SOURCE DATA
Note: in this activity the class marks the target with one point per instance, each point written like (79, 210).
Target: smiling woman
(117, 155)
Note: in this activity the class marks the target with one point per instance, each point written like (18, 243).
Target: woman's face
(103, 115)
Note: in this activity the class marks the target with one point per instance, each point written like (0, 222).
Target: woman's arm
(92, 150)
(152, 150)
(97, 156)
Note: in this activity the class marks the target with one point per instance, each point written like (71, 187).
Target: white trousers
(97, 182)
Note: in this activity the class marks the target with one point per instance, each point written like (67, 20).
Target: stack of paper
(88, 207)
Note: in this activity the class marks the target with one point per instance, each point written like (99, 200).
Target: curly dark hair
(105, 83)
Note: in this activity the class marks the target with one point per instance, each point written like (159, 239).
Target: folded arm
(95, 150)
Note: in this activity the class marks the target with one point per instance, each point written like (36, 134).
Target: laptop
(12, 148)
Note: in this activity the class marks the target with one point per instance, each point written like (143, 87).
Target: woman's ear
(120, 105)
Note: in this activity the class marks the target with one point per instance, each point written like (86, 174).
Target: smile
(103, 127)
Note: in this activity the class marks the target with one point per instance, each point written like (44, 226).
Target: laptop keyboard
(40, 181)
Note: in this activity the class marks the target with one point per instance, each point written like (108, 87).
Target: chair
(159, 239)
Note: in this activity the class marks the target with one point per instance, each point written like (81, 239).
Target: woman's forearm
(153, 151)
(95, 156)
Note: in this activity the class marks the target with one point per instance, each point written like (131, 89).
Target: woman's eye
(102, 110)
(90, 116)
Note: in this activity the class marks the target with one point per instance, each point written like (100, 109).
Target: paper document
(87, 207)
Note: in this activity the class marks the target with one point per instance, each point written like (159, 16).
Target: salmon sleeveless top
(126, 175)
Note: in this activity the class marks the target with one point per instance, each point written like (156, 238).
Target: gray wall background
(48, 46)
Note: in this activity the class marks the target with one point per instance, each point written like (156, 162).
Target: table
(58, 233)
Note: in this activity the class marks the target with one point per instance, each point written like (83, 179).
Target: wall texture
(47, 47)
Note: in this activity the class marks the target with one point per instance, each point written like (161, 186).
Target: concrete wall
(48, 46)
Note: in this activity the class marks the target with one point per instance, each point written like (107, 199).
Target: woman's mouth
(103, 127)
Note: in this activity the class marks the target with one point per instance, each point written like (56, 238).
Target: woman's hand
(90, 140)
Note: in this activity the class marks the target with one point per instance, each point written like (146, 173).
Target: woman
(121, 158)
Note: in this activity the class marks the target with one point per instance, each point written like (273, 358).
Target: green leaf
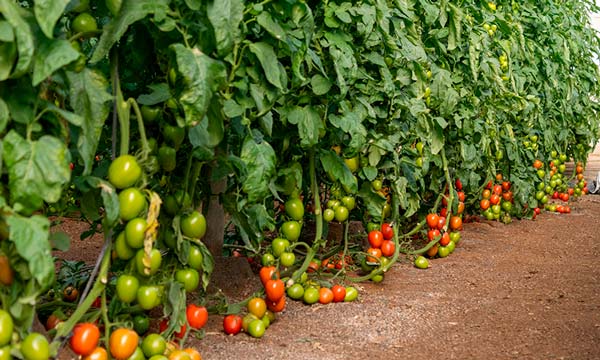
(51, 56)
(160, 93)
(225, 17)
(30, 236)
(37, 170)
(24, 35)
(269, 63)
(47, 13)
(309, 124)
(131, 12)
(320, 84)
(4, 115)
(202, 77)
(260, 160)
(90, 99)
(337, 170)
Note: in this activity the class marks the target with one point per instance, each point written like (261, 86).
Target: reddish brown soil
(527, 290)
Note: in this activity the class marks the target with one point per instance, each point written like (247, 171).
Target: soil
(527, 290)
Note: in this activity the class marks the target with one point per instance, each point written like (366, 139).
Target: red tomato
(375, 238)
(275, 289)
(339, 293)
(85, 338)
(388, 248)
(432, 220)
(387, 231)
(197, 316)
(232, 324)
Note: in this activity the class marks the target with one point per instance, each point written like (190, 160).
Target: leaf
(269, 63)
(335, 167)
(47, 13)
(202, 76)
(309, 124)
(37, 170)
(51, 56)
(320, 84)
(160, 93)
(89, 98)
(30, 237)
(260, 160)
(24, 35)
(225, 17)
(131, 12)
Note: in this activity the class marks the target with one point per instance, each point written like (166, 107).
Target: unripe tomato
(84, 339)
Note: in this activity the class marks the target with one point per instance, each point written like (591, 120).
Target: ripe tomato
(35, 347)
(388, 248)
(194, 225)
(257, 306)
(124, 171)
(294, 208)
(375, 239)
(339, 293)
(131, 203)
(197, 316)
(433, 234)
(433, 220)
(276, 306)
(291, 230)
(445, 240)
(232, 324)
(456, 222)
(274, 289)
(154, 344)
(267, 273)
(84, 339)
(325, 295)
(127, 286)
(190, 278)
(98, 353)
(6, 327)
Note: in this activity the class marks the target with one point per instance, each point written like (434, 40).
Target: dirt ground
(527, 290)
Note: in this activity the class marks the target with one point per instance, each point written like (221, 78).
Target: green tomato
(6, 327)
(328, 215)
(195, 258)
(295, 209)
(35, 347)
(84, 23)
(341, 213)
(148, 296)
(311, 295)
(131, 203)
(135, 232)
(124, 171)
(287, 259)
(155, 261)
(351, 294)
(295, 291)
(349, 202)
(256, 328)
(124, 251)
(189, 278)
(194, 225)
(127, 287)
(291, 230)
(421, 262)
(279, 246)
(154, 344)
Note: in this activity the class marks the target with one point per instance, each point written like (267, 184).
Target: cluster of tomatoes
(125, 343)
(497, 200)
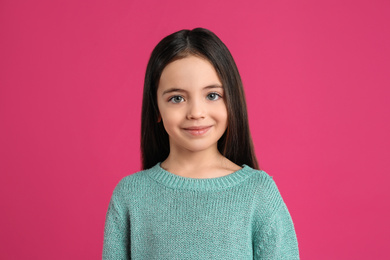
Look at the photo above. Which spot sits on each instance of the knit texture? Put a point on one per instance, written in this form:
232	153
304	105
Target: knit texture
155	214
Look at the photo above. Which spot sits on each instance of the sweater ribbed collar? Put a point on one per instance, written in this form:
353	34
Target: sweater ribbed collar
178	182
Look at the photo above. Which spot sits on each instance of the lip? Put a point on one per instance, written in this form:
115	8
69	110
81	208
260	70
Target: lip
197	130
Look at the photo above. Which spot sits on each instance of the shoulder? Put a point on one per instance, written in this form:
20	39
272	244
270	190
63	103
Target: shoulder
132	184
263	182
267	199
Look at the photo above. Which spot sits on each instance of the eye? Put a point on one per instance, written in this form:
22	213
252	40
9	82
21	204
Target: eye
176	99
213	96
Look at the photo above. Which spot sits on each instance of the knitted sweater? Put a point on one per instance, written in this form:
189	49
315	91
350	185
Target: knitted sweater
155	214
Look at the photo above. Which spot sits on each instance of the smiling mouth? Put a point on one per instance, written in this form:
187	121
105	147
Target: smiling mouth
197	131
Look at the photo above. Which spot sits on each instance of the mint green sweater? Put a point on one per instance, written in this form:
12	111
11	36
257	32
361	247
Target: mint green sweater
155	214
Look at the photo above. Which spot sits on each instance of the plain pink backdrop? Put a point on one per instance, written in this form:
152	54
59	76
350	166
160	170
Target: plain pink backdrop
316	76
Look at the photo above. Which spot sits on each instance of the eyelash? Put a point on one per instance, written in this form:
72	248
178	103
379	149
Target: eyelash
212	93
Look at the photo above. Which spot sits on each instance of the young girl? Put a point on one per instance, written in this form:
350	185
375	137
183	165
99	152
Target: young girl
200	195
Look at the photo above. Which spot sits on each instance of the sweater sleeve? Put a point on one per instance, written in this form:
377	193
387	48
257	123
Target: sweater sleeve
277	239
116	243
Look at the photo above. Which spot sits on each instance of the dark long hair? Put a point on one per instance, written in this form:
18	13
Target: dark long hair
236	143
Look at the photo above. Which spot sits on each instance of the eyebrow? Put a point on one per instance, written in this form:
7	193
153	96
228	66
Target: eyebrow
182	90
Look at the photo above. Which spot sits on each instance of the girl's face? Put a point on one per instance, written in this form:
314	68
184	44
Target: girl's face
191	105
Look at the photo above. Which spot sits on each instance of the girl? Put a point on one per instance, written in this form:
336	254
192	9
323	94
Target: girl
201	194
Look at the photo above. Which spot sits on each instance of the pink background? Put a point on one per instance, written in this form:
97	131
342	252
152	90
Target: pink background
316	75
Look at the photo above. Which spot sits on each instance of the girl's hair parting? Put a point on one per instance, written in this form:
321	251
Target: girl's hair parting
236	143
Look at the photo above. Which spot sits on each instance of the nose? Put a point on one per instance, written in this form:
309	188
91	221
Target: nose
196	110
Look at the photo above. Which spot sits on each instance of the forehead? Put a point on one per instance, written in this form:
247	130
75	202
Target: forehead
191	71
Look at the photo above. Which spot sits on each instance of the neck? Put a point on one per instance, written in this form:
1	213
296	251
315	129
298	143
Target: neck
203	164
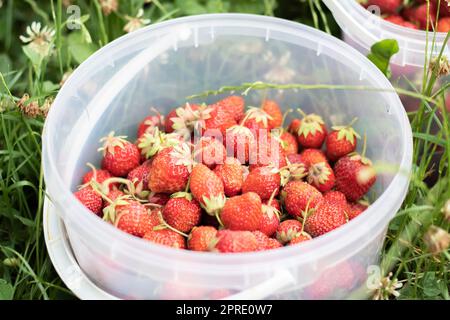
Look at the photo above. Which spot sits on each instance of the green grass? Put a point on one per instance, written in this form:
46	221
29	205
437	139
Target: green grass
25	269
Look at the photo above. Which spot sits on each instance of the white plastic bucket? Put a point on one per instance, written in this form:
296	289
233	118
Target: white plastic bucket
158	67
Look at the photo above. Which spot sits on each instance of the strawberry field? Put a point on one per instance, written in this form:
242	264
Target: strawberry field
230	169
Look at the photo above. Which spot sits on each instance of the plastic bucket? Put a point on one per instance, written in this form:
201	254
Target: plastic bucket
160	66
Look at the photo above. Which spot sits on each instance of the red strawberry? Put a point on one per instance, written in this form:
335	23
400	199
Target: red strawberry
341	141
90	199
289	143
386	6
271	217
302	237
354	176
299	196
228	241
166	237
134	219
119	155
200	238
210	152
321	176
232	175
312	156
289	230
242	212
264	242
234	105
264	181
326	217
207	188
355	209
274	112
312	131
169	171
182	213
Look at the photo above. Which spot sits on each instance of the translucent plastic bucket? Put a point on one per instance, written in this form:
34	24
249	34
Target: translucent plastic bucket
159	67
361	29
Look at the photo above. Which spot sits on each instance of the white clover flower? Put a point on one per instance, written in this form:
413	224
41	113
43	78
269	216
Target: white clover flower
135	23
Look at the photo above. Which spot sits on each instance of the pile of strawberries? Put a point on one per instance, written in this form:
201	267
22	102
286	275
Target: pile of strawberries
413	14
224	179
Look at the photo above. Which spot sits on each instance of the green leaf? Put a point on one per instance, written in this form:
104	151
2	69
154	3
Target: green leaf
381	54
6	290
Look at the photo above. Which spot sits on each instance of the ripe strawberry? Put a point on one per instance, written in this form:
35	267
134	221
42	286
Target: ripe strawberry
300	238
232	175
263	181
341	141
355	209
210	152
242	212
312	156
90	199
444	25
274	112
182	213
312	131
234	105
321	176
134	219
169	171
201	237
289	143
264	242
119	155
326	217
299	196
166	237
289	230
386	6
271	217
207	188
229	241
354	176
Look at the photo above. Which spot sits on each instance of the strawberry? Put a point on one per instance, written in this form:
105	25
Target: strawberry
444	25
242	212
386	6
210	152
263	181
271	108
354	176
310	157
312	131
207	188
302	237
298	196
341	141
90	199
229	241
271	217
234	105
200	238
264	242
289	230
326	217
119	155
133	218
355	209
232	175
166	237
182	212
289	143
169	171
321	176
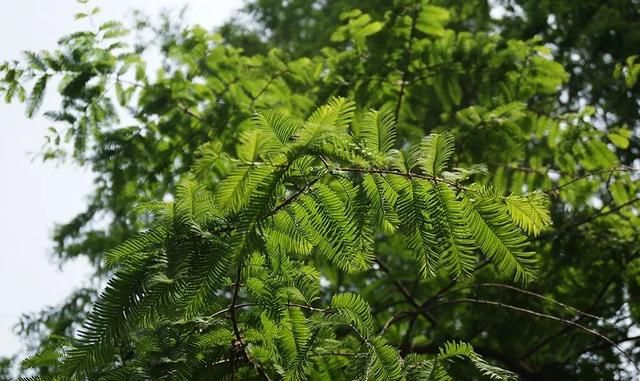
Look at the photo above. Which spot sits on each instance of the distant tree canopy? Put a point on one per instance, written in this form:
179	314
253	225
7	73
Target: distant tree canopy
379	190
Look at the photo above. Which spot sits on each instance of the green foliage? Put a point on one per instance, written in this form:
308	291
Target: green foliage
341	242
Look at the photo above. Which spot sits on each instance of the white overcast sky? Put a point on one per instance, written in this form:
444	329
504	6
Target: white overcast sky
34	196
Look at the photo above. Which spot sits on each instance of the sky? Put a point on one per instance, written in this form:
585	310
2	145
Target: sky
36	195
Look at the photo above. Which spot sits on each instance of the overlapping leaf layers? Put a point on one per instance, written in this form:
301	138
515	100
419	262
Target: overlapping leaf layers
140	131
229	281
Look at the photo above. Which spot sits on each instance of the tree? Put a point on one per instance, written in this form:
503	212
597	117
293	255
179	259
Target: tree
360	217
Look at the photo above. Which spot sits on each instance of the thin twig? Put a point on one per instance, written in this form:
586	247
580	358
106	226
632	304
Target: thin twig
541	315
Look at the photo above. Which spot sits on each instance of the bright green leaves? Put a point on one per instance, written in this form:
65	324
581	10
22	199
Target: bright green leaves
530	212
298	197
453	239
421	240
495	233
378	133
436	368
629	71
620	137
351	309
431	20
34	101
322	215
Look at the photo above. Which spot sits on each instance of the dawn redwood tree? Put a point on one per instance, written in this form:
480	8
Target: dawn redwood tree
354	211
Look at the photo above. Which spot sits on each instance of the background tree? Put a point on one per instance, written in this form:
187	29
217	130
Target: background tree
434	69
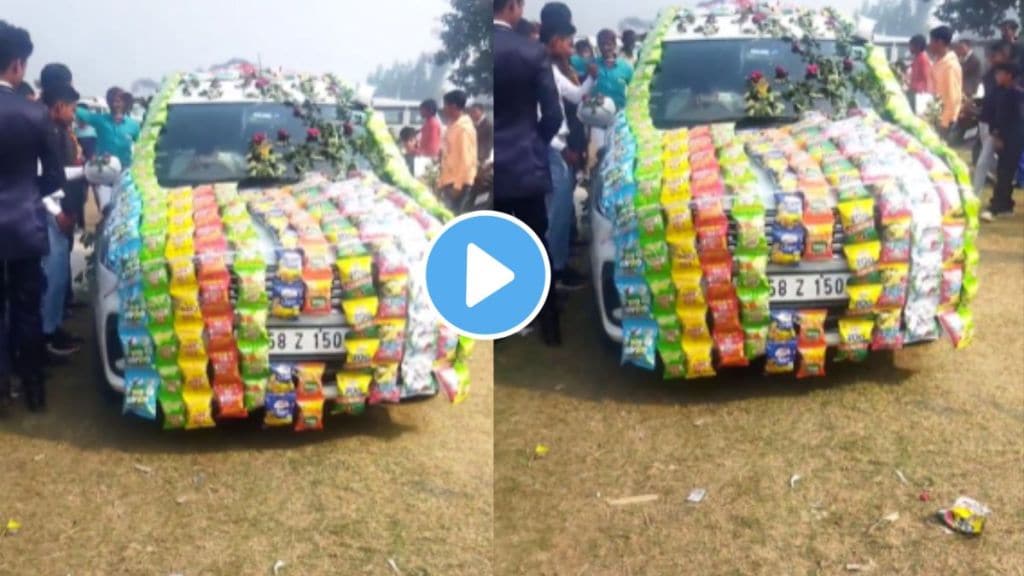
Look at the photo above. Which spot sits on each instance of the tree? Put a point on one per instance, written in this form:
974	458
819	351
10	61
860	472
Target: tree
982	16
467	35
417	79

WORK TO COMPLETE
Each line from the top of the material above through the line containing "like (0, 222)." must be output exactly, and no other line.

EXERCISE RESPONSE
Note: in this activity the class marks the target with one point per instance, each point written like (79, 210).
Target: smiling woman
(117, 155)
Note: in this activity the class marks the target with one point per instance, each point written like (18, 243).
Target: woman's face
(103, 115)
Note: in this activity the class marks the target with one point per instance, each point written like (0, 222).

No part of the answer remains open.